◆ WORK TO COMPLETE:
1. In the "Ano’ng Ulam Mo? Week 10" post, which place is known for serving the best bulalo?
2. Using the "Ano’ng Ulam Mo? Week 10" post, list every component it says enhances the flavor of bulalo.

═════ PROVIDED PASSAGE

Ano’ng Ulam Mo? Week 10

Before we observe Holy Week, “Ano’ng Ulam Mo?” featured some interestingly rich and sumptuous Filipino dishes. Let’s just say I was in a sort of celebratory mood, especially that Monday…

Monday  
Featured dish: Lechon
Lechon is a roasted pork dish served in feasts and other special gatherings. It is recognized as the Filipino national dish, and the world’s best roasted pig (as per Anthony Bourdain).

Tuesday
Featured dish: Bulalo
Bulalo is a specialty soup dish that consists of slowly-cooked beef shanks.  The secret of a great-tasting bulalo is in the meat, bones, and marrow, which enhance the flavor of this dish.
Batangas is known to serve the best bulalo, mainly because the best beef known in the market can be found here.

══════════
═════ GIVEN DATA

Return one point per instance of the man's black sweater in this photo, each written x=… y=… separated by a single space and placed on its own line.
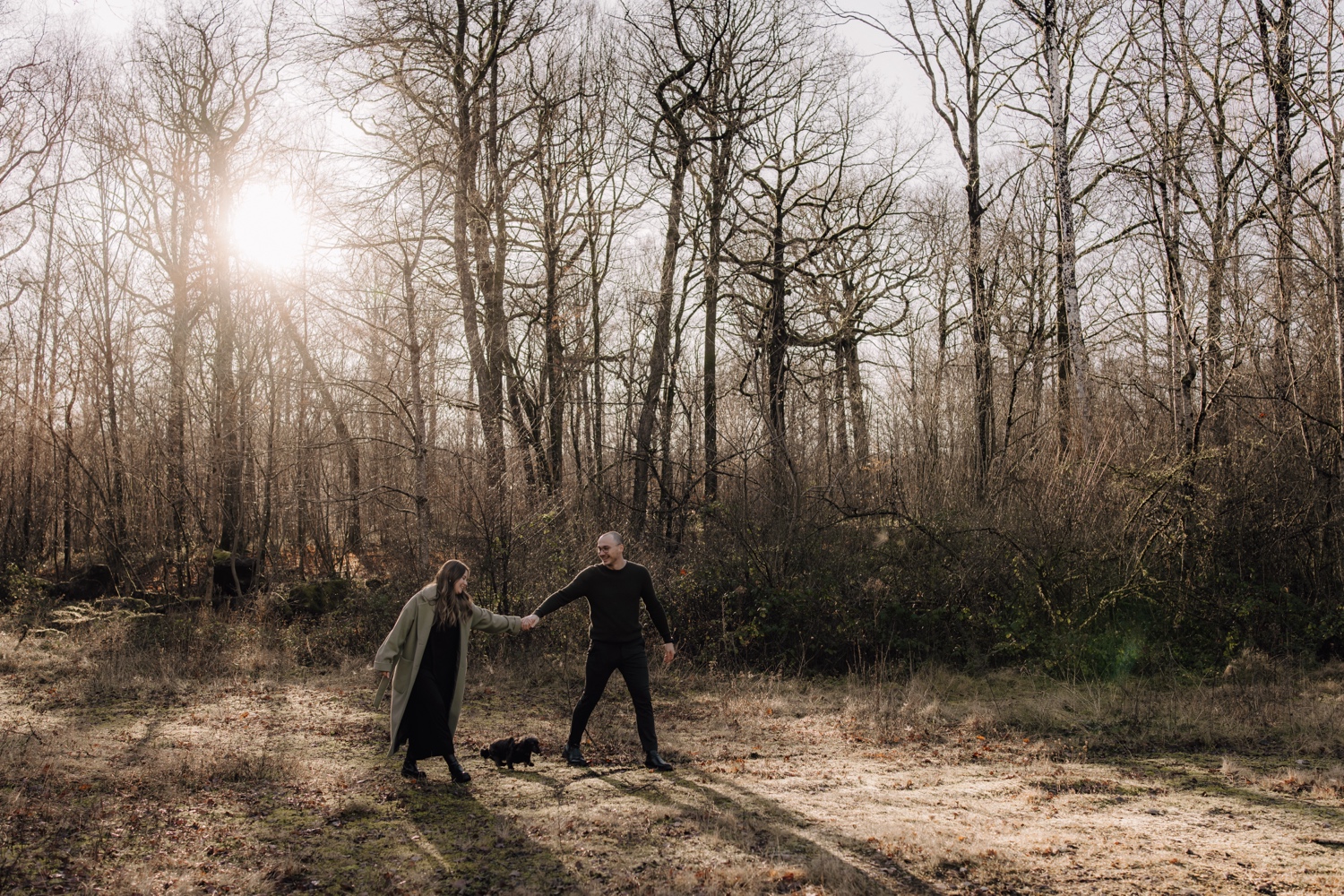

══════════

◆ SOLUTIONS PER TASK:
1. Batangas

2. Meat, bones, and marrow